ATTIVITÀ DA SVOLGERE
1) Rispondi a queste domande sul brano relativo alla cessione del credito, una risposta per riga, con le stesse lettere:
(a) In base a quale articolo del TUB può essere pubblicato l'avviso nella Gazzetta Ufficiale?
(b) Quale sentenza della Corte d'Appello viene citata per prima, con data e numero?
(c) Se non si può produrre il contratto e la controparte ne contesta l'esistenza, che cosa occorrerà capire?
2) Ripeti fedelmente il passo del brano sulla cessione del credito compreso tra "Dopodiché, per l’eventualità" e "tempestivamente, oppure no.", estremi inclusi.
3) Riprendi il brano sulla cessione del credito e proseguilo a partire dall'ultima frase riportata.

TESTO DI PARTENZA
Nella stessa direzione tracciata dalla giurisprudenza di Legittimità, anche la giurisprudenza di merito: “Diverso il caso in cui sia contestata la stessa esistenza del contratto di cessione, che deve necessariamente essere oggetto di prova. A tal fine, secondo l’orientamento della Suprema Corte, non può ritenersi sufficiente una mera dichiarazione della cessionaria e, quindi, come tale, la mera notificazione, neanche se effettuata mediante avviso pubblicato nella Gazzetta Ufficiale ai sensi dell’art. 58 TUB. È stato, però, precisato che tale avviso, unitamente ad altri elementi, può essere valutato come indizio dal giudice di merito al fine di pervenire alla prova presuntiva della cessione” (App. Messina, Sez. I, Sent. del 31 ottobre 2024, n. 950. Nello stesso senso, solo per citarne alcune: Tribunale di Cosenza, Sent. del 9 giugno 2025, n. 996; Tribunale di Ragusa, Sent. del 23 maggio 2025, n. 731; Tribunale di Roma, Sent. dell’11 marzo 2025, n. 3780; Tribunale di Catanzaro, Sent. del 14 febbraio 2025, n. 286, e Tribunale di Pesaro, Sent. del 2 dicembre 2024, n. 850).

Inevitabile, pertanto, concludere per un approccio cautelativo, che sia in grado di mettere in sicurezza il credito di fronte ad ogni tipo di eccezione e di contestazione, soprattutto se la contestazione verte sull’esistenza del contratto di cessione.

Dopodiché, per l’eventualità in cui non fosse possibile produrre il contratto e controparte dovesse contestare la sua esistenza, occorrerà capire se tale contestazione sia stata sollevata tempestivamente, oppure no.

RIGHE FORNITE
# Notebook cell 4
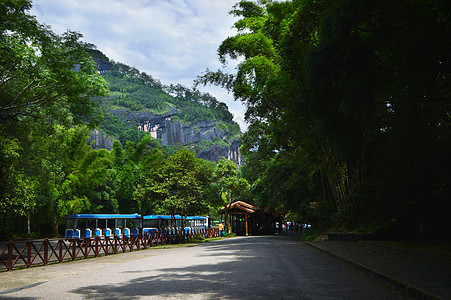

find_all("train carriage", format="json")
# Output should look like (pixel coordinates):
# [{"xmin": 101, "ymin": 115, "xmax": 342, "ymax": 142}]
[{"xmin": 65, "ymin": 213, "xmax": 142, "ymax": 238}]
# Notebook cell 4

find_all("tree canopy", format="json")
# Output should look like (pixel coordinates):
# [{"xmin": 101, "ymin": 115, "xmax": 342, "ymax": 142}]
[{"xmin": 197, "ymin": 0, "xmax": 451, "ymax": 235}]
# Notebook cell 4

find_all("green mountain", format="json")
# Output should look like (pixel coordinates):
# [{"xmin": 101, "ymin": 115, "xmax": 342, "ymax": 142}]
[{"xmin": 90, "ymin": 46, "xmax": 241, "ymax": 163}]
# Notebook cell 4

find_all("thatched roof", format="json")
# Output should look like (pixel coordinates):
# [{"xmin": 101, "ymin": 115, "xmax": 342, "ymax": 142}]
[{"xmin": 218, "ymin": 201, "xmax": 260, "ymax": 214}]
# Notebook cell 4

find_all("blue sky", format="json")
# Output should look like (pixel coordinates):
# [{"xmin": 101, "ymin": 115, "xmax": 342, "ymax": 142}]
[{"xmin": 30, "ymin": 0, "xmax": 247, "ymax": 130}]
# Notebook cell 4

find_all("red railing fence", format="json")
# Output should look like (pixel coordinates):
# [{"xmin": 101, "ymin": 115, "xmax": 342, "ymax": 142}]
[{"xmin": 0, "ymin": 228, "xmax": 219, "ymax": 271}]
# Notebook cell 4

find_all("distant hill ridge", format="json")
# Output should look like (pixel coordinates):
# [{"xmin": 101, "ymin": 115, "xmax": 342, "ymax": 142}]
[{"xmin": 91, "ymin": 47, "xmax": 242, "ymax": 164}]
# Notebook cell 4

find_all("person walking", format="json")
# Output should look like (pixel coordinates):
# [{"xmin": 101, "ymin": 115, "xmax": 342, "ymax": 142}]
[{"xmin": 218, "ymin": 223, "xmax": 224, "ymax": 236}]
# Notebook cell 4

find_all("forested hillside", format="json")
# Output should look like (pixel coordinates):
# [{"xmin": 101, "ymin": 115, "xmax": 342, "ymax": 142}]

RISPOSTE ATTESE
1)
(a) L'art. 58 TUB.
(b) La sentenza della Corte d'Appello di Messina, Sez. I, del 31 ottobre 2024, n. 950.
(c) Se la contestazione sia stata sollevata tempestivamente oppure no.

2)
Dopodiché, per l’eventualità in cui non fosse possibile produrre il contratto e controparte dovesse contestare la sua esistenza, occorrerà capire se tale contestazione sia stata sollevata tempestivamente, oppure no.

3)
Solo in quest’ultimo caso, infatti, potrà farsi ricorso al seguente rimedio: “se è vero che l’eccezione di carenza di titolarità attiva del rapporto controverso può essere proposta dal convenuto in ogni fase del giudizio, essendo una mera difesa (e non un’eccezione in senso stretto), e che grava sull’attore l’onere della prova della titolarità attiva del rapporto controverso, è anche vero che tale prova può ritenersi raggiunta anche in forza del comportamento processuale del convenuto. Ed in tal senso, in giurisprudenza è stato affermato che: – “in materia di verifica della titolarità del diritto di credito azionato in via esecutiva, la proposizione di un’opposizione ad esecuzione da parte del debitore e la condotta processuale di mancata contestazione di quella titolarità da questi tenuta fino al momento di maturazione delle preclusioni assertive o di merito esclude la necessità per il creditore di provare la relativa circostanza (cfr. Cass. 16904/2018)” (Tribunale di Ragusa, Sent., 28 gennaio 2025, n. 144).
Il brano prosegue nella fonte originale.